- PROBLEM DETAILS: Please convert the whole listing below into a two-column CSV with the headers input and output: each row pairs a text with its answer, and every field is quoted, with its line breaks replaced by spaces.
___ PROVIDED DATA
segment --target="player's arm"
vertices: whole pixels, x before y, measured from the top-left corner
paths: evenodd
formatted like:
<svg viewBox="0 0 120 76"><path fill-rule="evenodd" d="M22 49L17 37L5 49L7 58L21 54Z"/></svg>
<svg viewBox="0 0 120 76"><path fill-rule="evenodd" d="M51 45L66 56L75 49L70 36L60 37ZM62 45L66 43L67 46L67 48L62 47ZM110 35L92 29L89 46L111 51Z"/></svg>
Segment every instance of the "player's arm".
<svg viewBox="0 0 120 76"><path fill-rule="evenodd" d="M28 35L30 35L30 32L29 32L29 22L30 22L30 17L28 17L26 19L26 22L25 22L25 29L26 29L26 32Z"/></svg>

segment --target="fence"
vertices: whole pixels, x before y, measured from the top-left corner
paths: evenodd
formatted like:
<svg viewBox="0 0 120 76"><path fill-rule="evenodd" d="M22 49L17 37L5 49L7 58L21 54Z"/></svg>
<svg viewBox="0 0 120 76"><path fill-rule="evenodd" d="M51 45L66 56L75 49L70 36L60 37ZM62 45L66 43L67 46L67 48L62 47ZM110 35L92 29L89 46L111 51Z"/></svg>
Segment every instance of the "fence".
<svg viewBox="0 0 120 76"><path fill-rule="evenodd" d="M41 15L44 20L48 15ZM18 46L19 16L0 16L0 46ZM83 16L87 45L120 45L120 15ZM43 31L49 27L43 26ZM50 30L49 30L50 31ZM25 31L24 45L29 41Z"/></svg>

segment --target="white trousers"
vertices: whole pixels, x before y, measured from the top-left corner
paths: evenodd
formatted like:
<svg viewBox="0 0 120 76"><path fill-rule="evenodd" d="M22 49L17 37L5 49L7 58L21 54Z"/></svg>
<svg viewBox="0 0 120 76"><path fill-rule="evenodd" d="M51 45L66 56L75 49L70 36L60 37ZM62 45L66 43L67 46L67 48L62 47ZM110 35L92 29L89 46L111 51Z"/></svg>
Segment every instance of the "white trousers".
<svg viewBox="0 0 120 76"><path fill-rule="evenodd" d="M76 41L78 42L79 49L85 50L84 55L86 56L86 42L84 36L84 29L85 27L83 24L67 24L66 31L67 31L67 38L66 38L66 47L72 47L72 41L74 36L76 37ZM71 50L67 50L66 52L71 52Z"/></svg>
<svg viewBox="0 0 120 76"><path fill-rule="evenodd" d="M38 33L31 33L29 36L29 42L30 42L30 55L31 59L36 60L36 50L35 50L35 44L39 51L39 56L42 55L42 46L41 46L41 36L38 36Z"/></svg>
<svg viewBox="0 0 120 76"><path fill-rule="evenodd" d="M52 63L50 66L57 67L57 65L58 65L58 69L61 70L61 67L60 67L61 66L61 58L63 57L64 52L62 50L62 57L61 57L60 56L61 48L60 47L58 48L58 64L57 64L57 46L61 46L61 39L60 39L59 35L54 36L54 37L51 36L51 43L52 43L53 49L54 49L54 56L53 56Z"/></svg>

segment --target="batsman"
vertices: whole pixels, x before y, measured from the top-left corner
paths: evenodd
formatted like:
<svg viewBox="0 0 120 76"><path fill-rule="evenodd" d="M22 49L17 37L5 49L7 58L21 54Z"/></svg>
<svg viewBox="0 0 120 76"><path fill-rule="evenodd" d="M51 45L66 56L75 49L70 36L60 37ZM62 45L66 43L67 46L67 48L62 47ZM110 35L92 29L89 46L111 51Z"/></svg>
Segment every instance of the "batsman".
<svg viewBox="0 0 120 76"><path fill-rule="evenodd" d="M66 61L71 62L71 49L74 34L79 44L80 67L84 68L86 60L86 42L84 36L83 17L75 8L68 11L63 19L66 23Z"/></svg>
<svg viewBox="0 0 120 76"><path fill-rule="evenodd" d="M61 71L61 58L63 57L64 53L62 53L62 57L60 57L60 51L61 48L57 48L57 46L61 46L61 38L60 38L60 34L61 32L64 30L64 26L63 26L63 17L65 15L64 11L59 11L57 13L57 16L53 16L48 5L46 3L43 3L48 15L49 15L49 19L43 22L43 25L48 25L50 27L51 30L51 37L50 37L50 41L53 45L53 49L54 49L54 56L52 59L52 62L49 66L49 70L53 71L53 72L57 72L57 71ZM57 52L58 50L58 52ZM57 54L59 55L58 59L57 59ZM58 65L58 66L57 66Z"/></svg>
______
- RESULT OF THIS TASK:
input,output
"segment --target=""player's arm"" vertices: whole pixels, x before y, measured from the top-left corner paths: evenodd formatted like: <svg viewBox=""0 0 120 76""><path fill-rule=""evenodd"" d=""M22 49L17 37L5 49L7 58L21 54Z""/></svg> <svg viewBox=""0 0 120 76""><path fill-rule=""evenodd"" d=""M51 45L66 56L75 49L70 36L60 37ZM62 45L66 43L67 46L67 48L62 47ZM110 35L92 29L89 46L111 51Z""/></svg> Segment every instance of the ""player's arm"".","<svg viewBox=""0 0 120 76""><path fill-rule=""evenodd"" d=""M28 35L30 35L30 32L29 32L29 22L30 22L30 17L28 17L26 19L26 22L25 22L25 29L26 29L26 32Z""/></svg>"
"segment --target=""fence"" vertices: whole pixels, x before y, measured from the top-left corner paths: evenodd formatted like: <svg viewBox=""0 0 120 76""><path fill-rule=""evenodd"" d=""M22 49L17 37L5 49L7 58L21 54Z""/></svg> <svg viewBox=""0 0 120 76""><path fill-rule=""evenodd"" d=""M51 45L66 56L75 49L70 36L60 37ZM62 45L66 43L67 46L67 48L62 47ZM110 35L92 29L89 46L111 51Z""/></svg> Segment every instance of the ""fence"".","<svg viewBox=""0 0 120 76""><path fill-rule=""evenodd"" d=""M41 15L44 20L48 15ZM18 46L19 16L0 16L0 46ZM83 16L87 45L120 45L120 15ZM43 31L49 27L43 26ZM50 30L49 30L50 31ZM25 31L24 45L29 41Z""/></svg>"
"segment --target=""white trousers"" vertices: whole pixels, x before y, measured from the top-left corner paths: evenodd formatted like: <svg viewBox=""0 0 120 76""><path fill-rule=""evenodd"" d=""M22 49L17 37L5 49L7 58L21 54Z""/></svg> <svg viewBox=""0 0 120 76""><path fill-rule=""evenodd"" d=""M51 45L66 56L75 49L70 36L60 37ZM62 45L66 43L67 46L67 48L62 47ZM110 35L92 29L89 46L111 51Z""/></svg> Segment every instance of the ""white trousers"".","<svg viewBox=""0 0 120 76""><path fill-rule=""evenodd"" d=""M76 41L78 42L79 49L85 50L84 55L86 56L86 42L84 36L84 29L85 27L83 24L67 24L66 31L67 31L67 38L66 38L66 47L72 47L72 41L74 36L76 37ZM71 50L67 50L66 52L71 52Z""/></svg> <svg viewBox=""0 0 120 76""><path fill-rule=""evenodd"" d=""M38 33L31 33L29 36L29 42L30 42L30 55L31 59L36 60L36 50L35 50L35 44L39 51L39 56L42 55L42 46L41 46L41 36L38 36Z""/></svg> <svg viewBox=""0 0 120 76""><path fill-rule=""evenodd"" d=""M52 63L50 66L57 67L57 65L58 65L58 69L61 70L61 67L60 67L61 66L61 58L63 57L64 52L62 50L62 57L61 57L60 56L61 48L60 47L58 48L58 64L57 64L57 46L61 46L61 39L60 39L59 35L54 36L54 37L51 36L51 43L52 43L53 49L54 49L54 56L53 56Z""/></svg>"
"segment --target=""batsman"" vertices: whole pixels, x before y, measured from the top-left corner paths: evenodd formatted like: <svg viewBox=""0 0 120 76""><path fill-rule=""evenodd"" d=""M22 49L17 37L5 49L7 58L21 54Z""/></svg> <svg viewBox=""0 0 120 76""><path fill-rule=""evenodd"" d=""M51 45L66 56L75 49L70 36L60 37ZM62 45L66 43L67 46L67 48L62 47ZM110 35L92 29L89 46L111 51Z""/></svg> Segment every instance of the ""batsman"".","<svg viewBox=""0 0 120 76""><path fill-rule=""evenodd"" d=""M66 61L71 62L71 49L74 34L79 44L80 67L84 68L86 60L86 42L84 36L83 17L75 8L68 11L63 19L66 23Z""/></svg> <svg viewBox=""0 0 120 76""><path fill-rule=""evenodd"" d=""M61 71L61 58L63 57L64 53L62 53L62 57L60 57L60 51L61 48L57 48L57 46L61 46L61 38L60 38L60 34L61 32L64 30L64 26L63 26L63 17L65 15L64 11L59 11L57 13L57 16L53 16L48 5L46 3L43 3L48 15L49 15L49 19L43 22L43 25L48 25L50 27L51 30L51 37L50 37L50 41L53 45L53 49L54 49L54 56L52 59L52 62L49 66L49 70L53 71L53 72L57 72L57 71ZM57 52L58 50L58 52ZM57 54L59 55L58 59L57 59ZM58 65L58 66L57 66Z""/></svg>"